Vancomycin De-escalation Therapy in Patients With Pneumonia

The safety and scientific validity of this study is the responsibility of the study sponsor and investigators. Listing a study does not mean it has been evaluated by the U.S. Federal Government. Know the risks and potential benefits of clinical studies and talk to your health care provider before participating. Read our disclaimer for details. Identifier: NCT03586362
Recruitment Status : Recruiting
First Posted : July 13, 2018
Last Update Posted : July 13, 2018
Information provided by (Responsible Party):
Audis Bethea, Pharm.D., CAMC Health System

Brief Summary:
This is a non-inferiority study evaluating clinical improvement rate when using MRSA nasal swabs to guide discontinuation of vancomycin for empiric coverage for MRSA pneumonia.

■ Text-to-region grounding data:
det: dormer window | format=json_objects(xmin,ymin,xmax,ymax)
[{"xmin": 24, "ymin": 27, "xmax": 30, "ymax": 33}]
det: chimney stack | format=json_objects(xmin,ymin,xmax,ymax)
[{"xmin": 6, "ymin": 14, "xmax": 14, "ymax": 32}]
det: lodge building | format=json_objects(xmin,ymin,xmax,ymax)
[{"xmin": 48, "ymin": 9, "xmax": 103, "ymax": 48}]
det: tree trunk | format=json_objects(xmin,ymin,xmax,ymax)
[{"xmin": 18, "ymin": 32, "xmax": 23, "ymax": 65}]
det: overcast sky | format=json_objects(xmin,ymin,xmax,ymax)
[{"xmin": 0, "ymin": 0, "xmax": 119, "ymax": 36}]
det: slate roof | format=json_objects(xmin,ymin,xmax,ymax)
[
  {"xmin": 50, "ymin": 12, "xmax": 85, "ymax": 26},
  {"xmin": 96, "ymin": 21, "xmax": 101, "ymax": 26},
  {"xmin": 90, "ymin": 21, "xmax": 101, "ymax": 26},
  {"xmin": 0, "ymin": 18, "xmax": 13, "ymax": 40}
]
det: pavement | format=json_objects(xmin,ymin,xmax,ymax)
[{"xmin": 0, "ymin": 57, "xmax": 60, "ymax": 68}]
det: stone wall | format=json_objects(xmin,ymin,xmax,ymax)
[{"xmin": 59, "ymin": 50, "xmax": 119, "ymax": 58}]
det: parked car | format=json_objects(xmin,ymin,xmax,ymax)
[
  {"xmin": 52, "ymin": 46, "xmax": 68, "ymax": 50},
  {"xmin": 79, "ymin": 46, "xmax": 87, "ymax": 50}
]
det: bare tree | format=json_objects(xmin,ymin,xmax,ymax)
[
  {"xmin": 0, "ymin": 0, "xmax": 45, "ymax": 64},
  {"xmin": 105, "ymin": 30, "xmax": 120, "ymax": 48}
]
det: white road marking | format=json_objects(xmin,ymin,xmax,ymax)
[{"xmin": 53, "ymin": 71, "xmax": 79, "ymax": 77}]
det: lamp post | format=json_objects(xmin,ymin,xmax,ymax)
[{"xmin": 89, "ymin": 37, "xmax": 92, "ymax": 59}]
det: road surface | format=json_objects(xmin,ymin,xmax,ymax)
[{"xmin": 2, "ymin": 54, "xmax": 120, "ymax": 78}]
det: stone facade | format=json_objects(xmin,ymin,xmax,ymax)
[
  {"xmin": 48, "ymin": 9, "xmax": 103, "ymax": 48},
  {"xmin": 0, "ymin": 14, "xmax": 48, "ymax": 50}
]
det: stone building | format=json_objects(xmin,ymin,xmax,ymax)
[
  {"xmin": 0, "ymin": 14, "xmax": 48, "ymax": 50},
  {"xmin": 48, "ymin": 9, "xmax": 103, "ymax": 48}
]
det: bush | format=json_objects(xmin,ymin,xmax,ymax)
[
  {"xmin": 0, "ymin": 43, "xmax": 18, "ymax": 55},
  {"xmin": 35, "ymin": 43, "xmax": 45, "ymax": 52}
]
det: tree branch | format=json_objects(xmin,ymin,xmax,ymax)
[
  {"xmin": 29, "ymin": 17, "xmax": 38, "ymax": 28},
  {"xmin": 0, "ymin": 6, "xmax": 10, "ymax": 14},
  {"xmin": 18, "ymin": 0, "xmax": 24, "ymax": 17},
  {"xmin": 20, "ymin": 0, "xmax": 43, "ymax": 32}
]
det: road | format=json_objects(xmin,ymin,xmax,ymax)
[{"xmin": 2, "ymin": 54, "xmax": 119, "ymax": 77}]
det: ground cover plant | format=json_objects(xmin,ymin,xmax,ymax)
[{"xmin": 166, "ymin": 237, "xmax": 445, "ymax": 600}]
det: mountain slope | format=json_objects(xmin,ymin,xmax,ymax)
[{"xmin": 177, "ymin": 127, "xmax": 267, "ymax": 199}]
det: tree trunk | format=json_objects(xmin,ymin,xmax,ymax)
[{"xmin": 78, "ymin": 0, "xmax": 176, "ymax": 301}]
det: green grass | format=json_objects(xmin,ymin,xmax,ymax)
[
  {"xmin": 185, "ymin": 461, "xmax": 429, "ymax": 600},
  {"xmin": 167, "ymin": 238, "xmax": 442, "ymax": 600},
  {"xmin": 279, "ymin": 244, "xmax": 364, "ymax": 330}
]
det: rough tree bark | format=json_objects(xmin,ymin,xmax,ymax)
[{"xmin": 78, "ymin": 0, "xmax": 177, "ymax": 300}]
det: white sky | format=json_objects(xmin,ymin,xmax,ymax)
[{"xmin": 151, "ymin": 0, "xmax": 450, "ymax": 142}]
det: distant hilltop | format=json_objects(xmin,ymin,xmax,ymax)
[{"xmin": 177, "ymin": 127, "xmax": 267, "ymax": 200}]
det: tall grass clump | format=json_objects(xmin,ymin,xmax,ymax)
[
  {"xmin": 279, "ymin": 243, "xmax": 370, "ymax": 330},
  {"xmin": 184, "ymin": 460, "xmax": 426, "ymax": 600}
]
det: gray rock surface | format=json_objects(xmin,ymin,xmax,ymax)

■ THINGS TO DO:
1. Quote the part of the vancomycin study text that opens with the words containing "Vancomycin De-escalation Therapy" and closes with "for MRSA pneumonia.".
2. According to the vancomycin study text, what is used to guide discontinuation of vancomycin?

■ WRITTEN RESPONSES:
1.
Vancomycin De-escalation Therapy in Patients With Pneumonia

The safety and scientific validity of this study is the responsibility of the study sponsor and investigators. Listing a study does not mean it has been evaluated by the U.S. Federal Government. Know the risks and potential benefits of clinical studies and talk to your health care provider before participating. Read our disclaimer for details. Identifier: NCT03586362
Recruitment Status : Recruiting
First Posted : July 13, 2018
Last Update Posted : July 13, 2018
Information provided by (Responsible Party):
Audis Bethea, Pharm.D., CAMC Health System

Brief Summary:
This is a non-inferiority study evaluating clinical improvement rate when using MRSA nasal swabs to guide discontinuation of vancomycin for empiric coverage for MRSA pneumonia.

2. MRSA nasal swabs